----- Provided passage
The first difficulty though comes just with parsing the output! A multiline
regex naturally matches and outputs multiple lines, so finding the boundaries
can be tough. Luckily, ripgrep has another option to help us: --json. Again,
from the man page:
--json
Enable printing results in a JSON Lines format.
When this flag is provided, ripgrep will emit a sequence of
messages, each encoded as a JSON object, where there are five
different message types:
begin - A message that indicates a file is being searched and
contains at least one match.
end - A message the indicates a file is done being searched. This
message also include summary statistics about the search for a
particular file.
match - A message that indicates a match was found. This includes
the text and offsets of the match.
context - A message that indicates a contextual line was found.
This includes the text of the line, along with any match
information if the search was inverted.
summary - The final message emitted by ripgrep that contains
summary statistics about the search across all files.
JSON output makes me immediately think of the greatest little commandline JSON parser, jq, so let’s look at how we can parse that output!
Step Two: Parsing the Output (jq)
The JSON output from our ripgrep command to find comments and their associated
targets is a series of objects. We’re interested in the match objects, which
look like this (again for the joke target):
rg --multiline --json '(?:#.*\n)+[A-Za-z0-9-_./]+:' Makefile | jq
{
"type": "match",
"data": {
"path": {
"text": "Makefile"
----------
----- Listed entries
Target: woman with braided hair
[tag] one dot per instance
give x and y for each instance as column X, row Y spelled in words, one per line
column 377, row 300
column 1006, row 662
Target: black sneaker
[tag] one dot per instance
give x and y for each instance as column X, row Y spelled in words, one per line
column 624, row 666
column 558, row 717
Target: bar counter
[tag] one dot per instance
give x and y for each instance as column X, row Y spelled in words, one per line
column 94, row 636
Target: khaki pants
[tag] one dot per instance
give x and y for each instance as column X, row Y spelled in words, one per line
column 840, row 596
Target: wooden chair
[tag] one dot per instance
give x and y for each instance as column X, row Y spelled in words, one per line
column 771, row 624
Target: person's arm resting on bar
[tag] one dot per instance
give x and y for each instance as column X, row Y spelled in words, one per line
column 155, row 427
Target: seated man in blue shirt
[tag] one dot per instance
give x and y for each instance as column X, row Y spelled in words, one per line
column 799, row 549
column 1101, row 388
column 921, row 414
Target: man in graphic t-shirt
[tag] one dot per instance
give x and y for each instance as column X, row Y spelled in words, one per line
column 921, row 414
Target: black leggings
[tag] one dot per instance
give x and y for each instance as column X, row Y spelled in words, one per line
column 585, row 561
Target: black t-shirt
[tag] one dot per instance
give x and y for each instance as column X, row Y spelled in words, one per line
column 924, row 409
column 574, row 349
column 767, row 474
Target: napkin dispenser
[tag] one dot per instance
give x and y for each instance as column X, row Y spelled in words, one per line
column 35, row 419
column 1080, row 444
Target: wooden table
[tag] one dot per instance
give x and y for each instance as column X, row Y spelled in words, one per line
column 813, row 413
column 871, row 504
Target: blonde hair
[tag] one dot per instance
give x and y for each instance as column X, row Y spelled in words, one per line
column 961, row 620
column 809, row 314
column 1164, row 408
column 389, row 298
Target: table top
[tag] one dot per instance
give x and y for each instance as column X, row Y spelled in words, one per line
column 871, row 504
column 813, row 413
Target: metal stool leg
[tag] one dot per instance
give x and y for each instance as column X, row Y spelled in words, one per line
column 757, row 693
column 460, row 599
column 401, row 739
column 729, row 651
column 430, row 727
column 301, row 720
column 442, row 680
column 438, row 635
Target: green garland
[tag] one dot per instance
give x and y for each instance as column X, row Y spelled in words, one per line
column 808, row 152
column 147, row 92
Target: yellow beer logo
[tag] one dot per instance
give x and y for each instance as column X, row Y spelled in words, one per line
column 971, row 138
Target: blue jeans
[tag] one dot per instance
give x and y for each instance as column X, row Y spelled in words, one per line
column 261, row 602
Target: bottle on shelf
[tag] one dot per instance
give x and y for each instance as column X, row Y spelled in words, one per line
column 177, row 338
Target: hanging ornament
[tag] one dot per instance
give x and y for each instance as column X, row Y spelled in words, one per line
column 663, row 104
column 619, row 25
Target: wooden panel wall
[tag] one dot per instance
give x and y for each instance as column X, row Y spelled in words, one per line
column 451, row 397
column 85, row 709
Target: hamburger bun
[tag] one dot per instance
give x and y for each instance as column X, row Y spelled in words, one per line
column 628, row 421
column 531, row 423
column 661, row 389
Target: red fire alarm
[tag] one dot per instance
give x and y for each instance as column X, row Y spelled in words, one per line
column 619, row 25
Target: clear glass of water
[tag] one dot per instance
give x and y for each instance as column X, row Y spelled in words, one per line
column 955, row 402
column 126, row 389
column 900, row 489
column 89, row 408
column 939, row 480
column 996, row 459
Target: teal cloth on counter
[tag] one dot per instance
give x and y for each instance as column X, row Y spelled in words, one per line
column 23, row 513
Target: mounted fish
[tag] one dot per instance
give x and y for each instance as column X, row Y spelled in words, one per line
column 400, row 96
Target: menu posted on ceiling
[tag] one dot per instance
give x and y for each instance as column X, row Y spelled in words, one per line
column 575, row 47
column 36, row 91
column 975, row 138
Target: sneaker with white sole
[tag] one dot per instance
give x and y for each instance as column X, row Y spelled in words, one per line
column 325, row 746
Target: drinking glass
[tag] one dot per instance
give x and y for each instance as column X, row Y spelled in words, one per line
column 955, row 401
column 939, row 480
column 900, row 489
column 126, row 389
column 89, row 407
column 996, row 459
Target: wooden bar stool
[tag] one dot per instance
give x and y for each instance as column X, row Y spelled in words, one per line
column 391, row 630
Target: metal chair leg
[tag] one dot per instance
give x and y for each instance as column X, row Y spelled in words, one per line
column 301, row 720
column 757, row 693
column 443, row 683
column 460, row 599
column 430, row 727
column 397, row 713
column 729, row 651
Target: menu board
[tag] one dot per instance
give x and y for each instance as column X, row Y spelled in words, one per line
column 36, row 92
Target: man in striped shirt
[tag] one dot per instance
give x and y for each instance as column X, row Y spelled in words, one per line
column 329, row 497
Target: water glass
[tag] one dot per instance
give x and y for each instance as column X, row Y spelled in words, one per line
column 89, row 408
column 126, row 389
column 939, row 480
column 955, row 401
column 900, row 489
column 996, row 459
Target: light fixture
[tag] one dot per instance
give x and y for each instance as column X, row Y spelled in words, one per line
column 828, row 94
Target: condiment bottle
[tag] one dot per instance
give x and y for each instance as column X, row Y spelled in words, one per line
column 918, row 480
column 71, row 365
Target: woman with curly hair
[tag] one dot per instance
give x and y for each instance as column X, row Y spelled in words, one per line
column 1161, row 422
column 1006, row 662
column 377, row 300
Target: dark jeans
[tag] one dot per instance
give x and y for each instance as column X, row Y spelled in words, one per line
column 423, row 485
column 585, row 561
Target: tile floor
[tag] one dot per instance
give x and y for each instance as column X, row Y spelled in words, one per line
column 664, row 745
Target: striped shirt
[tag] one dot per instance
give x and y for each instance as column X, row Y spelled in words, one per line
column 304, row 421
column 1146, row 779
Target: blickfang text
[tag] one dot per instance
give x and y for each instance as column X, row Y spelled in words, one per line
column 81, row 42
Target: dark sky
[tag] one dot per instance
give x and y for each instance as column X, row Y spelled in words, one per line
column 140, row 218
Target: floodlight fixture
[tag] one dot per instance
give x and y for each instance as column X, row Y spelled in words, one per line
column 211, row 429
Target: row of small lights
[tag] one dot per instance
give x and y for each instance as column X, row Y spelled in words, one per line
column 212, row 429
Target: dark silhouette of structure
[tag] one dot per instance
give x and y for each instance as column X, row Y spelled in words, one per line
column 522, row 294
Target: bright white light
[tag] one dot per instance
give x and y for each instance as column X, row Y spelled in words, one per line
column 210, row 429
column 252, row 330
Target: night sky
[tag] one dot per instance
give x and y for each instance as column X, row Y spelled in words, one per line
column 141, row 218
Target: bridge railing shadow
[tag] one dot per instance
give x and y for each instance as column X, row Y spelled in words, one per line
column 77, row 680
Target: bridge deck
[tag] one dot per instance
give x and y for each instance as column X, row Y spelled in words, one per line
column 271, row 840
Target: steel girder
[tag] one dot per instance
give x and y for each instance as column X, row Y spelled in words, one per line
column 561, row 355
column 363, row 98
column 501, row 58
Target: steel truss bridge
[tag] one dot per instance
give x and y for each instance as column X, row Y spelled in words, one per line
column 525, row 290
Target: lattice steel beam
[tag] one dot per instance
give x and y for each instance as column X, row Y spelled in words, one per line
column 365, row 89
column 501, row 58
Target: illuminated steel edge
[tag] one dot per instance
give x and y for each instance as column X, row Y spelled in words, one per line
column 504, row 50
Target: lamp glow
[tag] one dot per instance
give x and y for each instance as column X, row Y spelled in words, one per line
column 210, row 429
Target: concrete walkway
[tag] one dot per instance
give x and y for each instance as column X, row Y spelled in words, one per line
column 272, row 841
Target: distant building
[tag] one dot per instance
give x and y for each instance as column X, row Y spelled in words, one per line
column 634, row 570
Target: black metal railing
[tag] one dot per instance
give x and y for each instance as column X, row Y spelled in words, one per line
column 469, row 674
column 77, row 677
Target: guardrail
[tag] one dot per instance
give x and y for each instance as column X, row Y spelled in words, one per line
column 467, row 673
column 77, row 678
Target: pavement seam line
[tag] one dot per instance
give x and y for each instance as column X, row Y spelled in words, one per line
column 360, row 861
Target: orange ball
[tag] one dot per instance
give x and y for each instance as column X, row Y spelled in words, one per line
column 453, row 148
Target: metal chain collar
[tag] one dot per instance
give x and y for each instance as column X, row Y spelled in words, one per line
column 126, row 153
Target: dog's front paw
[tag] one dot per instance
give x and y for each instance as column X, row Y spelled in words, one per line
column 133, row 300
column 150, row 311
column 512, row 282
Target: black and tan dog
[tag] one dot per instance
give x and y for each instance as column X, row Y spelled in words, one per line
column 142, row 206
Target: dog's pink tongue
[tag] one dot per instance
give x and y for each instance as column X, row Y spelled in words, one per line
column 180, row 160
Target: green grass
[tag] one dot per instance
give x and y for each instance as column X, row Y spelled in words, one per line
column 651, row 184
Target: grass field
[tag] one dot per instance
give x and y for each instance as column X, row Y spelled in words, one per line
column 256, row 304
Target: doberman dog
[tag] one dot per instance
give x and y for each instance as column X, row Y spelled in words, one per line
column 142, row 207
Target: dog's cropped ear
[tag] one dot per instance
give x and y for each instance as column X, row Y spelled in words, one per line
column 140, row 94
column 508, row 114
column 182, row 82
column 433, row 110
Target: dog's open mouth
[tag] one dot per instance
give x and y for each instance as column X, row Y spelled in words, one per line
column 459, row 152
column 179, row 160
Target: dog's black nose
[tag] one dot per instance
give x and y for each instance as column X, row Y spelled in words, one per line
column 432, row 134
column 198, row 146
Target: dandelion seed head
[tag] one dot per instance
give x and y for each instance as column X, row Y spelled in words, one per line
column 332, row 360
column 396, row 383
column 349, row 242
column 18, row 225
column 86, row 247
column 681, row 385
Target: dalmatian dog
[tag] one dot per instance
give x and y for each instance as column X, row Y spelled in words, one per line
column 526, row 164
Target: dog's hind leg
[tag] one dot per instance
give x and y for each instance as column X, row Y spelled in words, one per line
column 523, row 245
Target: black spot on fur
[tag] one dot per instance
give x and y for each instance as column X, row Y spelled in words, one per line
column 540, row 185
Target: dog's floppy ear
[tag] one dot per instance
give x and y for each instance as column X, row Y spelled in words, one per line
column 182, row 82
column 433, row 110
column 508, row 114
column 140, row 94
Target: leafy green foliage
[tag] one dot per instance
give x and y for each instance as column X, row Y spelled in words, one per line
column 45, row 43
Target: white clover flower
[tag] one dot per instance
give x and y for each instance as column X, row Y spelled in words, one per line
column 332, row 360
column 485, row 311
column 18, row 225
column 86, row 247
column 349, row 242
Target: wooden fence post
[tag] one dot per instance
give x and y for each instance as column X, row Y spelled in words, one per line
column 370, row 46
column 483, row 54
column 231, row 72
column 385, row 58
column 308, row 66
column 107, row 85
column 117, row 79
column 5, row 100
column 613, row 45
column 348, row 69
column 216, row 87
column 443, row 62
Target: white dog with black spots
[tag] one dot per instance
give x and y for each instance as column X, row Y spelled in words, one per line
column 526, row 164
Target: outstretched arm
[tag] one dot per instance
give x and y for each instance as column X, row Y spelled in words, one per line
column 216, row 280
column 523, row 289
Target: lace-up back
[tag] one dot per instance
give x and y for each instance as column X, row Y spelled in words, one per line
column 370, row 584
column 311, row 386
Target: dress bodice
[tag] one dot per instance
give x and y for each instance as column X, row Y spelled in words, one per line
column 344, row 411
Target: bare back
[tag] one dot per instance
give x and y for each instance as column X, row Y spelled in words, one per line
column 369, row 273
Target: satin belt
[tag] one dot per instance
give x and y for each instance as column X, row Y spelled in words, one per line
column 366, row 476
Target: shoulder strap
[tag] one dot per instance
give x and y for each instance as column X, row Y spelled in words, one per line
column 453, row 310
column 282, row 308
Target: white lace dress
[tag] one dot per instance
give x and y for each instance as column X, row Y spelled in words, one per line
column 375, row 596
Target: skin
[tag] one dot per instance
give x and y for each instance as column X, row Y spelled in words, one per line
----------
Given task
Extract the ripgrep excerpt word for word, between "summary - The" and "parse that output!", inclusive. These items were taken from a separate source.

Answer
summary - The final message emitted by ripgrep that contains
summary statistics about the search across all files.
JSON output makes me immediately think of the greatest little commandline JSON parser, jq, so let’s look at how we can parse that output!